The request:
Reproduce the portion of the Wii article that starts with the words "Nintendo’s efforts seemed" and ends with "Sedgebrooks’s clubhouse lounge.", word for word.

Document section:
Nintendo is off to an incredible start with the Wii. With continued demand and leading sales even after the holiday season, Nintendo couldn’t be happier with the system’s early success. The Wii’s innovative controller design has opened up video gaming to a previously untapped market—non-gamers.

The marketing minds behind Nintendo looked beyond the traditional gamer mediums and advertised its innovations at targets as far from gaming as you can imagine, such as retirees. Nintendo even went against the current and took the Wii to an AARP convention. “The AARP thing was a little bit tough at first. They were like, ‘We don't really want to talk to you because we're all grandparents and we already buy stuff for our kids,’ and so we said, ‘No we want to talk to you about you,’” said Perrin Kaplan, VP Marketing & Corporate Affairs for Nintendo of America. “It took several attempts for them to finally say, ‘So why do you want to talk to us?’ And it's because we have products for them as well now.”

Nintendo’s efforts seemed to have paid off. The Chicago Tribune is reporting that the Wii is now the latest rage at the Sedgebrook retirement community in Lincolnshire, where the average age is 77. In particular, the Wii Bowling component of Wii Sports has members of the retirement community hooked on playing the Wii installed inside the Sedgebrooks’s clubhouse lounge.

Dataset excerpts:
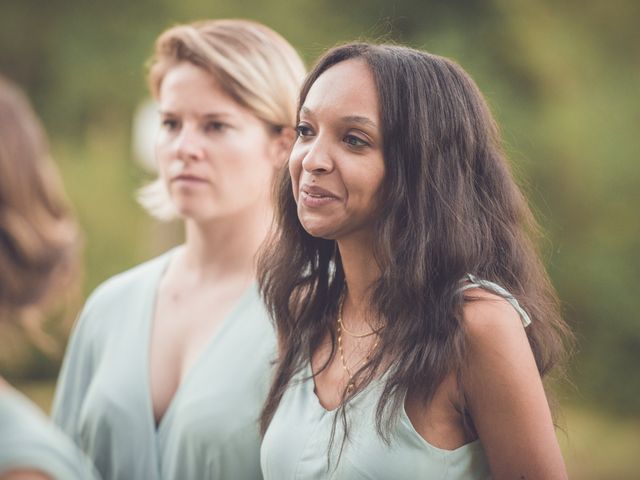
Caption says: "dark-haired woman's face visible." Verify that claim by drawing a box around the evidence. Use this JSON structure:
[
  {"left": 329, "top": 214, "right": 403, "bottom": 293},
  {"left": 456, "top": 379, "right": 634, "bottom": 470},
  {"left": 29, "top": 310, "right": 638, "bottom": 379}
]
[{"left": 289, "top": 59, "right": 385, "bottom": 240}]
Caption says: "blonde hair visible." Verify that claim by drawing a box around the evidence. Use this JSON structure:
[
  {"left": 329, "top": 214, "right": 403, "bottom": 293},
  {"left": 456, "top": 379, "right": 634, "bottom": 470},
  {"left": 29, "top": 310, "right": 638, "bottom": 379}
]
[
  {"left": 0, "top": 76, "right": 80, "bottom": 319},
  {"left": 138, "top": 20, "right": 305, "bottom": 220}
]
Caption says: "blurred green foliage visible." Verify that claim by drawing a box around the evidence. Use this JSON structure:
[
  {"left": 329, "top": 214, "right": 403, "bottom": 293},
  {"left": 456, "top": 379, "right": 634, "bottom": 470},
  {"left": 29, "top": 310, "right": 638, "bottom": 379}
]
[{"left": 0, "top": 0, "right": 640, "bottom": 414}]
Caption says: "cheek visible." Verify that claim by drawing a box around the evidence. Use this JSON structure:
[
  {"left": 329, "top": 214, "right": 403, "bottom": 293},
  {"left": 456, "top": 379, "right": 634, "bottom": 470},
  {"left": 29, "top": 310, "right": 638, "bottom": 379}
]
[{"left": 289, "top": 150, "right": 302, "bottom": 202}]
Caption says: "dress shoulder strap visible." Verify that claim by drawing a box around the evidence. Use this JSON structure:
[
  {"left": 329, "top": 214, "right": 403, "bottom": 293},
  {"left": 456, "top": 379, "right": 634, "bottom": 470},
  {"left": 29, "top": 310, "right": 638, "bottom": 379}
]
[{"left": 459, "top": 273, "right": 531, "bottom": 327}]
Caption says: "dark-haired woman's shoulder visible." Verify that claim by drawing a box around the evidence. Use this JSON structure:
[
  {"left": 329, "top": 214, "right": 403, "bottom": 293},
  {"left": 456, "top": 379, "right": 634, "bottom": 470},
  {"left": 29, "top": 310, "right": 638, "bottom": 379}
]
[{"left": 462, "top": 289, "right": 566, "bottom": 480}]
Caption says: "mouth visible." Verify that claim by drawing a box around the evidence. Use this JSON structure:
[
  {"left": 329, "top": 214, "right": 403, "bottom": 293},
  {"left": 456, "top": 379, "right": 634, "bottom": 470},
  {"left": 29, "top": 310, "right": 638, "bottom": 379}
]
[
  {"left": 300, "top": 184, "right": 339, "bottom": 207},
  {"left": 171, "top": 174, "right": 207, "bottom": 183}
]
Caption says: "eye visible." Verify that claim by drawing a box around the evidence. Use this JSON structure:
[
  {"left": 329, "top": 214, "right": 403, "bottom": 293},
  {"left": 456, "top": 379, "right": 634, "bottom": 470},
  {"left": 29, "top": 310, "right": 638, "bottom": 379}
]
[
  {"left": 204, "top": 121, "right": 229, "bottom": 132},
  {"left": 296, "top": 123, "right": 313, "bottom": 137},
  {"left": 162, "top": 118, "right": 180, "bottom": 131},
  {"left": 343, "top": 135, "right": 369, "bottom": 147}
]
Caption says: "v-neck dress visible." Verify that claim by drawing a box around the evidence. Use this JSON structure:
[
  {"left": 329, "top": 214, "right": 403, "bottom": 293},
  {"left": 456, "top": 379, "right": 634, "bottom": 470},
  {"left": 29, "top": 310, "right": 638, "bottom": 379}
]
[
  {"left": 53, "top": 249, "right": 276, "bottom": 480},
  {"left": 0, "top": 387, "right": 99, "bottom": 480},
  {"left": 261, "top": 275, "right": 531, "bottom": 480}
]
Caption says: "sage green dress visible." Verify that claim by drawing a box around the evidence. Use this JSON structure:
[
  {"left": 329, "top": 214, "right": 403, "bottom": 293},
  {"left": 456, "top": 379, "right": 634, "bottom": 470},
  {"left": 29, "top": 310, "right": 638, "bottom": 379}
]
[
  {"left": 53, "top": 250, "right": 276, "bottom": 480},
  {"left": 0, "top": 387, "right": 99, "bottom": 480},
  {"left": 261, "top": 275, "right": 531, "bottom": 480}
]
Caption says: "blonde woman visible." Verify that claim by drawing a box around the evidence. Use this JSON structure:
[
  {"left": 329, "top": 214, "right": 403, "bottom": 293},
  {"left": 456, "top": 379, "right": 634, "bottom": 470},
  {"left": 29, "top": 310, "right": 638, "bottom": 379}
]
[
  {"left": 0, "top": 76, "right": 97, "bottom": 480},
  {"left": 53, "top": 20, "right": 304, "bottom": 479}
]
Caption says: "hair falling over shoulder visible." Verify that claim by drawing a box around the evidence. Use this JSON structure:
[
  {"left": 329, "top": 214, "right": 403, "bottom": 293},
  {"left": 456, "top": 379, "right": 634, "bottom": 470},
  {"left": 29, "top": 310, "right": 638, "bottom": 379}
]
[{"left": 259, "top": 43, "right": 571, "bottom": 438}]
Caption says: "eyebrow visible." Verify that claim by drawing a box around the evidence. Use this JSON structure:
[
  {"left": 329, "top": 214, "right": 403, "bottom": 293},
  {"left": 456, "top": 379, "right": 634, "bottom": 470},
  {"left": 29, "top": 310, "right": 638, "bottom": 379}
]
[{"left": 300, "top": 107, "right": 378, "bottom": 129}]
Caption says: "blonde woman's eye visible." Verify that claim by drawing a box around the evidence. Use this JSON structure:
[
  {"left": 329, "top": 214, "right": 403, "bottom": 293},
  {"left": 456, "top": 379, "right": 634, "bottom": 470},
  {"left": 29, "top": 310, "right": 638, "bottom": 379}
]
[
  {"left": 205, "top": 122, "right": 228, "bottom": 132},
  {"left": 296, "top": 123, "right": 313, "bottom": 137}
]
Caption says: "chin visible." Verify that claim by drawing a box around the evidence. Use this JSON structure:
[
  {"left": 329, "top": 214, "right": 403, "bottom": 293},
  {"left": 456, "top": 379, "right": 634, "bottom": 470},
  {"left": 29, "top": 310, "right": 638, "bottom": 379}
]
[{"left": 300, "top": 222, "right": 336, "bottom": 240}]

Written solution:
Nintendo’s efforts seemed to have paid off. The Chicago Tribune is reporting that the Wii is now the latest rage at the Sedgebrook retirement community in Lincolnshire, where the average age is 77. In particular, the Wii Bowling component of Wii Sports has members of the retirement community hooked on playing the Wii installed inside the Sedgebrooks’s clubhouse lounge.